— SET EXERCISE —
Print everything in the article on the Internet traffic dispute from "Pacific Bell, for" down to "have been unnecessary.", keeping every word as it appears.

— SOURCE EXCERPT —
******************************

LOS ANGELES - Regional phone companies and Internet service providers
are waging a war of words over Internet traffic on the nation's local
telephone network and who should pay for upgrades as the online boom
continues. 

As a drama, the phone companies vs. Internet providers contest is dry,
complicated stuff, lacking the sex appeal of, say, the power struggle
between Netscape and Microsoft for control of the personal computer
desktop. 

Even so, analysts and other industry watchers counsel consumers and
businesses to take heed of the tug of war because it could affect how
much they pay to use the Internet, and ultimately, how they connect to
it. 

In one corner, Pacific Bell, Bell Atlantic and other regional phone
carriers say the growth of Internet traffic is pushing local telephone
networks to the breaking point. 

Pacific Bell, for example, says Internet surfers use its phone lines an
average of 45 minutes a day -- more than twice the amount the network
was built to handle. Heavy Internet use in Silicon Valley led to brief
service outages in that area earlier this year, the company said. 

Pacific Bell and other local phone companies say they've poured millions
of dollars into hardware improvements as a result of Internet traffic,
improvements they claim would otherwise have been unnecessary. 

To help defray costs, phone companies think providers should pay for
service on a per-minute basis, the way long-distance companies do,
rather than by the line, like other business phone customers. Internet
providers have been exempt from paying so-called access fees under a
1983 federal ruling meant to foster growth of compute data networks. 

On the other side, Internet service providers say phone companies have
it all wrong. A recent report sponsored by the Internet Access
Coalition, an industry lobby group, maintains computer traffic poses no
threat to local phone networks and that earlier phone-company studies
identifying trouble spots were based on theoretical claims and a few
areas with engineering and planning problems that could easily be
rectified. 

If Internet traffic was such a threat, phone companies wouldn't be
exacerbating the problem by jumping into the Internet access business
themselves, providers say. 

Rather than hurting phone companies, Internet traffic has been a
windfall, according to the coalition. In 1995, local phone companies
spent a total of $245 million adding 6 million residential phone lines
used primarily for Internet access, but reaped $1.4 billion in revenue
on those lines, the group said. 

If providers are required to pay access fees, they'll have no choice but
to raise their rates, which could stifle Internet growth just as it's
taking off, they say.

******************************

— Dataset rows —

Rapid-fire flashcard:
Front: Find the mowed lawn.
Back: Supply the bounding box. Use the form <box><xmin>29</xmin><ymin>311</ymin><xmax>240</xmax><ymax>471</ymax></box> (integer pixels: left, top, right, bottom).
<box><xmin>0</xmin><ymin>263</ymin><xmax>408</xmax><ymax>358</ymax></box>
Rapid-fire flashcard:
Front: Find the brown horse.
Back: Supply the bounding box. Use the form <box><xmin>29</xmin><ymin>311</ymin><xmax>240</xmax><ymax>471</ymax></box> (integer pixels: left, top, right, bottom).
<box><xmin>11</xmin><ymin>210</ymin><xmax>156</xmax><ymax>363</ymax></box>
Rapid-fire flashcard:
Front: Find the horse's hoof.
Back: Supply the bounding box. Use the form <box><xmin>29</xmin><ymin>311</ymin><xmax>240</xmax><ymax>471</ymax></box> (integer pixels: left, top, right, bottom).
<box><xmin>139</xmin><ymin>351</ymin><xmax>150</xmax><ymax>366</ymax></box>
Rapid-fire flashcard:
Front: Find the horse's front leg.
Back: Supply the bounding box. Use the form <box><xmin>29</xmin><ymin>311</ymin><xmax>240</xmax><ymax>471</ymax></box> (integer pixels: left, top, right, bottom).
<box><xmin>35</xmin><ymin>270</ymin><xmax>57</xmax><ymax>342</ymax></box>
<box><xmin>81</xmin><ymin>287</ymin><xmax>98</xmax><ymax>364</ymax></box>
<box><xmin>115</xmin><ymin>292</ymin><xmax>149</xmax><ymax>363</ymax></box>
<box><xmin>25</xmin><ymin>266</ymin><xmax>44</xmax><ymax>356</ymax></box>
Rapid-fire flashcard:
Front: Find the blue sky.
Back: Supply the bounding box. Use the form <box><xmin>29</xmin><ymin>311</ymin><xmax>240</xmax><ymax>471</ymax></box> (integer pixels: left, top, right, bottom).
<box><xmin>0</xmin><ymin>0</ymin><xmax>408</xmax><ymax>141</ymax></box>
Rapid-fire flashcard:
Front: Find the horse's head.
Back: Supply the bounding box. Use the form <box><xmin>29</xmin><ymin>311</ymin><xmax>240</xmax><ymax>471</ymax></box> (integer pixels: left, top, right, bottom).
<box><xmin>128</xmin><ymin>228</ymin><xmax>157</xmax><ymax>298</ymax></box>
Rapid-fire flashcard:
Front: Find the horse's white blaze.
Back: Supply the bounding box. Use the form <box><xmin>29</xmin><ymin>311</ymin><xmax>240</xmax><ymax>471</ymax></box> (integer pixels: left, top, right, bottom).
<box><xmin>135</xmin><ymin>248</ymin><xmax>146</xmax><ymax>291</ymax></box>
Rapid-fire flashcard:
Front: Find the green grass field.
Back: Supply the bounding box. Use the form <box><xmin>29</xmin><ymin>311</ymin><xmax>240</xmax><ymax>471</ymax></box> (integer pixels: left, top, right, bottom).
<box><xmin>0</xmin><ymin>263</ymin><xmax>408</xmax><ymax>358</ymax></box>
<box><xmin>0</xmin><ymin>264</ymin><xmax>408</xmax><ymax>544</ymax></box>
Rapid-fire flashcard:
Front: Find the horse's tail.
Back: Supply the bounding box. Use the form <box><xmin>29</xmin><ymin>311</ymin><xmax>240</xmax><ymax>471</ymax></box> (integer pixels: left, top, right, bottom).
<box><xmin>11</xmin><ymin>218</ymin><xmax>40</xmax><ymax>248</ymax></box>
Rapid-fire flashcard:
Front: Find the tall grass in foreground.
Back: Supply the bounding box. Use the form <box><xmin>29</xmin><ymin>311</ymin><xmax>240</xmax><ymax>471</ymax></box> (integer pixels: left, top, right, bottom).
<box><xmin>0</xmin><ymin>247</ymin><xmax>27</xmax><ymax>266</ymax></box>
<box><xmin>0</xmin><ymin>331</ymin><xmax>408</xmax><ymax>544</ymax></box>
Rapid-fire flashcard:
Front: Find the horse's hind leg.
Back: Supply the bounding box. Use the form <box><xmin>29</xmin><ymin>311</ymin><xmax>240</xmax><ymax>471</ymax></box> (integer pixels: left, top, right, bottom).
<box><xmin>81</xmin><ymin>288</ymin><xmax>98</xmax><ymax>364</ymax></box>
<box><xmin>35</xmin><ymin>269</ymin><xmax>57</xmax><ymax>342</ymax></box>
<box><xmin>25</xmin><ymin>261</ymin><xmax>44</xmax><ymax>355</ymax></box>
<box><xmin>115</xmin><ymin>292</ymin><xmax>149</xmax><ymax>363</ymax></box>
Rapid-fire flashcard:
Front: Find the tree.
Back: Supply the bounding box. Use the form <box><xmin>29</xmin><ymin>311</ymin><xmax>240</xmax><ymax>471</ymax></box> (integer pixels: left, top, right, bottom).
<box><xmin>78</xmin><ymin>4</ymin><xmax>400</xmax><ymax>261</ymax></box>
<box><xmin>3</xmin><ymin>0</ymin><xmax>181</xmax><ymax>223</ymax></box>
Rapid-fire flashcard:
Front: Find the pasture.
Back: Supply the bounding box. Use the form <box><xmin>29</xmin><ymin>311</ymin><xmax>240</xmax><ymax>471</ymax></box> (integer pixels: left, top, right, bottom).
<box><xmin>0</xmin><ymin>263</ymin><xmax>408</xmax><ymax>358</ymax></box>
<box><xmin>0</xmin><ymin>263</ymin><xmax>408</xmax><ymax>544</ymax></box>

******************************

— RESULT OF THE EXERCISE —
Pacific Bell, for example, says Internet surfers use its phone lines an
average of 45 minutes a day -- more than twice the amount the network
was built to handle. Heavy Internet use in Silicon Valley led to brief
service outages in that area earlier this year, the company said. 

Pacific Bell and other local phone companies say they've poured millions
of dollars into hardware improvements as a result of Internet traffic,
improvements they claim would otherwise have been unnecessary.